[Pointing and labeling entries]
━━━━
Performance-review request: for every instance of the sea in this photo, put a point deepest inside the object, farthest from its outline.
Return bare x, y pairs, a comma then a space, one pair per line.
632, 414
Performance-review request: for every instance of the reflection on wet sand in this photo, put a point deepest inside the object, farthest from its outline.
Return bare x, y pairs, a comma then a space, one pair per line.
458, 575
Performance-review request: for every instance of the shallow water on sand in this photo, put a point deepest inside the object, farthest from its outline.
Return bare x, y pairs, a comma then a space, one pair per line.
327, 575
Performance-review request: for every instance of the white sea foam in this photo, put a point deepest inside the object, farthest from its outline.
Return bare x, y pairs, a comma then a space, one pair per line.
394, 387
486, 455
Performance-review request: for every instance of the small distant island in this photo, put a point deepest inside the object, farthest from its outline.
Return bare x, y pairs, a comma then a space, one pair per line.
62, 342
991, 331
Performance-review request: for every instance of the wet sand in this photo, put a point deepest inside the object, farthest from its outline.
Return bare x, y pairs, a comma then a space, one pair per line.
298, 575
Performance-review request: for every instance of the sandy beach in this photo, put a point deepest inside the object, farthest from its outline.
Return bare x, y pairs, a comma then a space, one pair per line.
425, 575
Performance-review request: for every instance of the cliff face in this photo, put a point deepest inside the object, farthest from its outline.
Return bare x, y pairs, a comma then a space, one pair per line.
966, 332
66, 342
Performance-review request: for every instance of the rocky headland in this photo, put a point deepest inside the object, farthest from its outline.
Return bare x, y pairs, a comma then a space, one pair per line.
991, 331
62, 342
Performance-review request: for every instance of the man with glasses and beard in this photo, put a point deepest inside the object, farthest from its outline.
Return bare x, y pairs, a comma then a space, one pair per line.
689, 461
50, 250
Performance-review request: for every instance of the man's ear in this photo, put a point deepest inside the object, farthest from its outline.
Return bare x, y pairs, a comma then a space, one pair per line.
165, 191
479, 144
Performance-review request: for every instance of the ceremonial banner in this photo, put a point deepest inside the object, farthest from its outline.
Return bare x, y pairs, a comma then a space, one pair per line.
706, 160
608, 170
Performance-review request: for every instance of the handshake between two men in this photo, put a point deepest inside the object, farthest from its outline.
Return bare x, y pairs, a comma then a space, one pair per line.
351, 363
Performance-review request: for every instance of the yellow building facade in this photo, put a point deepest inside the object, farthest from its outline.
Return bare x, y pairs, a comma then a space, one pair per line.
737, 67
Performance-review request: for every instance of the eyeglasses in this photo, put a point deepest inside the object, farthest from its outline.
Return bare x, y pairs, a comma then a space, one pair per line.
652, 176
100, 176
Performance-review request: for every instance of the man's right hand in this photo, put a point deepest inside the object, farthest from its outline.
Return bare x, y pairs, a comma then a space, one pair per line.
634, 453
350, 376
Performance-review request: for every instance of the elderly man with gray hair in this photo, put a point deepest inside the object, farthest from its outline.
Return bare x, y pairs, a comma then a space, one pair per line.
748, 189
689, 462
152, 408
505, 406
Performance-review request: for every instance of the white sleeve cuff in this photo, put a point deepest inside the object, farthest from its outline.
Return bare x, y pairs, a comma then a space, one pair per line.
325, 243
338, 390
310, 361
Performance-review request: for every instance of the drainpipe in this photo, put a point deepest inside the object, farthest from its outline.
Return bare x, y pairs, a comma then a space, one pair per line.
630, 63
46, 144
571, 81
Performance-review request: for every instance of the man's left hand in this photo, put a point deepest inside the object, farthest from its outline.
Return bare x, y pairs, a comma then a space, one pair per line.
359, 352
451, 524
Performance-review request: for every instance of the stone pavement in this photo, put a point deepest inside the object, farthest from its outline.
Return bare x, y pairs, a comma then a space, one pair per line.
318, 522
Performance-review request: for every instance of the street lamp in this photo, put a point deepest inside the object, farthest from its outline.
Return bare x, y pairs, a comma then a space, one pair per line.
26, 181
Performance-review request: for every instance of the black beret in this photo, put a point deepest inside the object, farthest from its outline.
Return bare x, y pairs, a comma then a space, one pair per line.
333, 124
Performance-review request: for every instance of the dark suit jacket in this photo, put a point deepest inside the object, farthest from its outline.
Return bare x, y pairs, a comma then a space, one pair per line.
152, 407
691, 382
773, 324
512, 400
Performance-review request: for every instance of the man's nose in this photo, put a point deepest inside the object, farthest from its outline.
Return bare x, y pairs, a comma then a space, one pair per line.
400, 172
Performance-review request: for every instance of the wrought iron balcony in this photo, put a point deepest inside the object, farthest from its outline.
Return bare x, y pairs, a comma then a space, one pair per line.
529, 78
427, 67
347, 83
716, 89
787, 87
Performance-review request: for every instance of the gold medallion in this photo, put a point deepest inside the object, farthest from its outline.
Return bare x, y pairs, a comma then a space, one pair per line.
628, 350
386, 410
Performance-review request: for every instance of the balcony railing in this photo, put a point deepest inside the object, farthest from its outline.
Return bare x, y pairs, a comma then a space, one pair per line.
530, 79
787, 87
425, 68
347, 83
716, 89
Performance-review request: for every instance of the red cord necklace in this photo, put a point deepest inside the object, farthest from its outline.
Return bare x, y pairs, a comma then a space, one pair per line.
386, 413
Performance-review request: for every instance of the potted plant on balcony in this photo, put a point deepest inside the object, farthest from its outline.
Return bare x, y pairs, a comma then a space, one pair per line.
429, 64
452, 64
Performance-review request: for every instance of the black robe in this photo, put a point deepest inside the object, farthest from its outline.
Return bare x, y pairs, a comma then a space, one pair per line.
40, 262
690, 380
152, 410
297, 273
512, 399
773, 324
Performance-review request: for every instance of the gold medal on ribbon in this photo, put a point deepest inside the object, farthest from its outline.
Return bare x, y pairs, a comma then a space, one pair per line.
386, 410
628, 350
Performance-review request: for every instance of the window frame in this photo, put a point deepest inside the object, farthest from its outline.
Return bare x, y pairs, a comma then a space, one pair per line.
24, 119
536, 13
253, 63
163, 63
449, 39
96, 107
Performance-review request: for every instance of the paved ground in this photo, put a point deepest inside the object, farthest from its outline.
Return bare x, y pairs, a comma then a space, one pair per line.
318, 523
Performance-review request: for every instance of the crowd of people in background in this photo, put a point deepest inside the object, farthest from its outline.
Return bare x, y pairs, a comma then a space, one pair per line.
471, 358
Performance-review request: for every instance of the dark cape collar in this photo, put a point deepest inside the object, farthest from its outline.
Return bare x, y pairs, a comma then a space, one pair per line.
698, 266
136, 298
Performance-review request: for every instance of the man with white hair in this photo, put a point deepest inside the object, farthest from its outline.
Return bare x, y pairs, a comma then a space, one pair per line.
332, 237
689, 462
━━━━
__Job__
Write the material out again in its entirety, exactly as shown.

__Output below__
Performance-review request: for every instance of the sea in this photo, put a point deepest inside the object, farthest from its outline.
Return bare x, y pairs, a comma then a space, one pair per line.
632, 414
Performance-review request: for every instance of the reflection on wet sand in this photo, put a point deepest inside the object, farthest from its outline.
Return bare x, y pairs, a comma then a space, one pair per line.
458, 575
Performance-review request: for every instance of the shallow water on sand in this photo, put a point deepest inside the object, farthest from its outline.
Return bare x, y pairs, a comma then a space, one pair per line.
327, 575
Performance-review request: for every instance of the white sea foam in this photo, put a point deepest inside the object, farthest from its outline.
Return bare x, y pairs, a comma then a space, one pair per line.
394, 387
486, 455
Performance-review request: for every instance of the small distant island in this photo, put a point deepest inside the object, farthest from its outline.
Return bare x, y pairs, a comma then a space, one pair per line.
62, 342
991, 331
Performance-review request: for every instance of the wet sand in this photo, put a point deepest inside the object, farthest from its outline.
Return bare x, y pairs, a comma then a space, one pair per line.
298, 575
Performance-review request: for every instance of the sandy beach in this photo, put a point deepest inside the object, farthest from its outline.
Return bare x, y pairs, a comma then a space, one pair per line.
425, 575
Performance-review request: for every instance of the cliff face in this photo, put a point deepest inside the object, farthest from its outline.
Return bare x, y pairs, a comma then a space, one pair per line.
966, 332
66, 342
Performance-review request: for every instance of the rocky headland in this photo, put a point deepest inside the object, farthest from its outline.
Return bare x, y pairs, a comma then a space, one pair per line.
991, 331
62, 342
Performance-review request: for every instance of the man with glasses and beard in this photo, put a point deepest inside the object, farthest from its outline.
Return bare x, y pairs, a comma then a space, one pair per line.
689, 461
50, 250
Performance-review request: for every instance of the man's ear in this photo, put a point deepest inside the object, farthest from its outline.
Return bare x, y pairs, a comma then a space, one pair per line.
165, 191
479, 144
Performance-review request: for every instance of the ceremonial banner in this photo, put a point deepest inside the object, farthest from its outline.
Return bare x, y pairs, a comma then a space, one pair per line.
706, 160
608, 170
Performance-review request: for every instance of the handshake between two men in this photo, put a point deepest inside the object, farthest from its outline.
Return bare x, y pairs, a comma then a space, one pair per line.
351, 363
Performance-review request: for every instance of the yellow building facade in this photo, put a point deepest inside the object, farthest from its outline.
Return bare x, y pairs, a comma then a space, one pair per line.
737, 67
Performance-review request: for every instance of the eyeglasses in this photo, put a point deepest inside the object, farthest from its outline.
Return bare x, y pairs, a comma then a space, one pair per line.
652, 176
100, 176
Performance-review request: for every instance of the man's right hand in this photo, put a point deepest inside the object, farthest from its outline.
Return bare x, y pairs, a comma then a space, one pair per line.
634, 453
350, 376
Performance-review request: for every instance of the elderly man with gray hair in this photo, put a point deepest inside the object, farthest from its outline.
Return bare x, y pairs, a comma then a space, one pair per line.
748, 189
689, 462
152, 408
505, 406
Performance-review request: for every instance of the white sleeve cuff in this photo, put a point deepest inside the object, farthest from its outline.
Return bare x, y pairs, a comma then a space, one pair per line.
325, 243
338, 390
310, 361
Performance-review request: for every instance of the drainpipe in this photo, put a point deepest inside the object, farthest from its outline.
Return bare x, y pairs, a comma then a space, one pair per line.
630, 63
46, 144
571, 81
Performance-review request: for every instance of the man's left hand in this photo, put a point deepest inside the object, farthest from its outline.
Return bare x, y pairs, a comma then a space, one pair per line.
359, 352
451, 524
Performance-review request: for every instance of the stone pavement in this photo, put a point deepest inside the object, farthest from its outline.
Return bare x, y pairs, a comma then a space, one pair per line.
318, 522
Performance-review request: for every instance of the street lamp in this photo, put a point deepest inside the object, farthest from its outline.
Return bare x, y pairs, a comma then a space, one pair per line.
26, 181
Performance-review request: for every instance of the black beret in this photo, put a point deepest inside the object, farthest from its outline.
Return bare x, y pairs, a comma then a space, one pair per line.
333, 124
Performance-review request: for every instance of the dark suit jacket in this photo, put a point deepest inside the object, farthest from its outline.
Return bare x, y pairs, a comma then a space, one pair per line.
152, 407
691, 382
773, 324
512, 400
Performance-review request: for every instance of the man's nose in this photo, put a point deepest inside the object, farthest from its outline.
Return bare x, y pairs, a comma then a space, one pair per line.
400, 172
Performance-review request: for every instance of the wrought iron balcony in this photo, put a point deepest inside the object, farthest from its outline.
Return bare x, y pairs, a comma then a space, one pair per line.
529, 78
427, 67
347, 83
716, 89
787, 87
Performance-review request: for every instance of the gold medallion in this photo, put a point deepest inside the object, farthest from its outline.
Return bare x, y pairs, a comma then a space, one pair per line.
628, 350
386, 410
Performance-review request: for every instance of the balcony railing in this photo, put a point deepest inside the object, farthest from its outline.
Return bare x, y pairs, a comma then a space, one pair per line.
530, 79
787, 87
425, 68
347, 83
716, 89
Performance-review request: for every instance of the red cord necklace in this photo, put a point deepest inside the object, farthest from its outline.
Return bare x, y pairs, a comma then a space, one pair per line.
386, 413
Performance-review request: for every instance of the potted plant on balcony in this photo, put a point deepest inside the object, farthest from its outline.
Return bare x, y pairs, a comma then a space, one pair per line.
429, 64
452, 64
Performance-review request: for every instance of the black robe in this photo, put a point deepest inside the object, farthest from its outline.
Return bare x, y pairs, a comma then a space, one pair per line.
40, 262
690, 380
152, 410
297, 273
512, 399
773, 324
Performance-review request: for every instance of the gold medal on ribbon in this photo, put a point deepest inside the object, farthest from its outline.
Return bare x, y pairs, a comma then a space, one pair per line.
386, 410
628, 350
Performance-review request: for every instance of the window frame in this photo, put a point deepest inside the object, farthest from its outline.
Return bare x, y pairs, a comma then a space, one pair per line.
24, 119
536, 13
253, 63
163, 63
449, 39
96, 107
Performance-review request: for every instance of the paved ground in this photo, put a point deepest inside the object, farthest from its outline.
Return bare x, y pairs, a comma then a space, one pair per line.
318, 523
Performance-review request: for every instance of the crowd of people in background in this photo, put a point deepest inside the object, farthest from its outline.
Return bare x, y pairs, a comma then a space, one pair per line.
471, 358
Performance-review request: for every instance of the dark cape collar in this photo, put a point deepest inside the object, farthest from its outline.
Return bare x, y pairs, a comma then a space, one pair per line.
698, 266
136, 298
Performance-review request: for every instance of the man with white hair in this photo, put a point deepest inside the object, farthest from its outline.
Return bare x, y pairs, a comma then a space, one pair per line.
332, 237
689, 462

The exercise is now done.